> **TASK DESCRIPTION**: Repeat the material below word for word and leave out all pictures.

==== RECORDS FOR THIS TASK ====

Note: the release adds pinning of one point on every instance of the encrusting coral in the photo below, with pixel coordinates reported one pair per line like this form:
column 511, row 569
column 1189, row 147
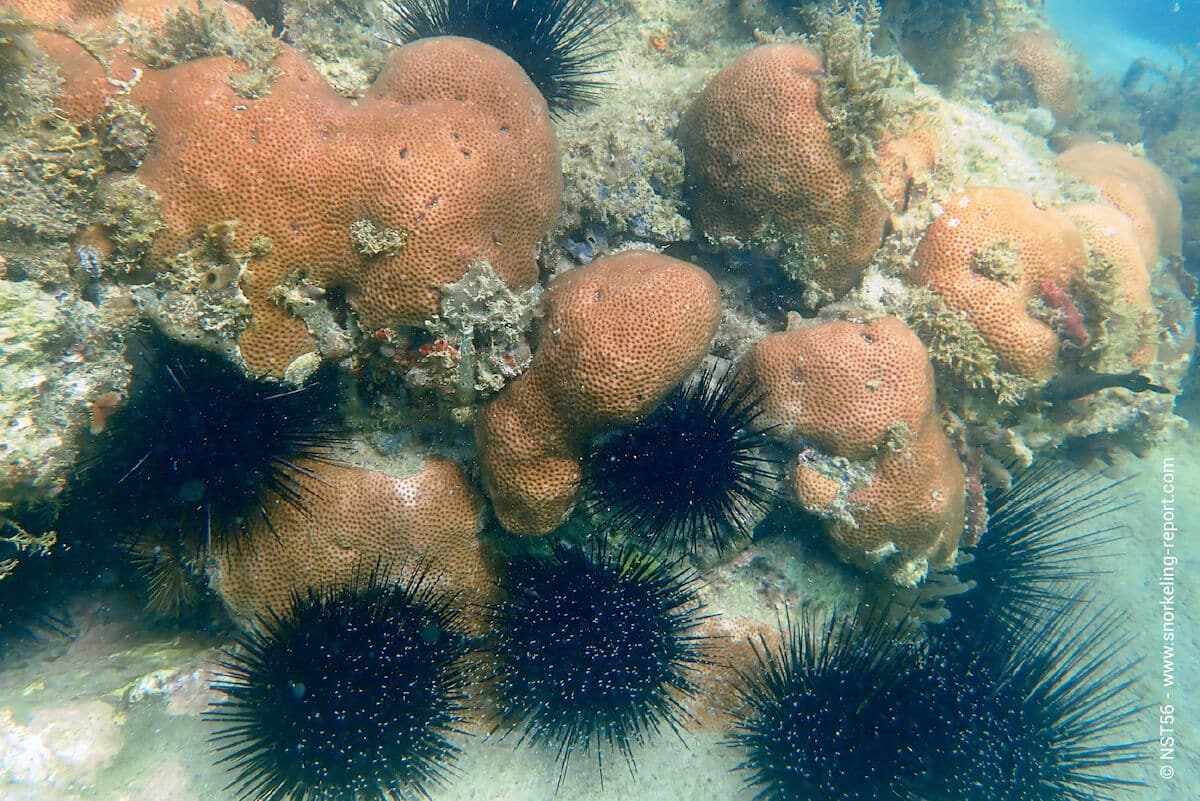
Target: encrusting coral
column 1050, row 74
column 453, row 151
column 615, row 338
column 354, row 522
column 875, row 464
column 991, row 253
column 769, row 169
column 1135, row 186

====

> **ANSWER BELOW**:
Note: the release adds pinning of one point on every instance of the encrusting coral in the photo below, with pixel coordinates reported one pair per line like this form:
column 511, row 569
column 1189, row 147
Target: encrusting coral
column 1050, row 74
column 453, row 151
column 615, row 338
column 354, row 522
column 875, row 464
column 991, row 253
column 769, row 169
column 1135, row 186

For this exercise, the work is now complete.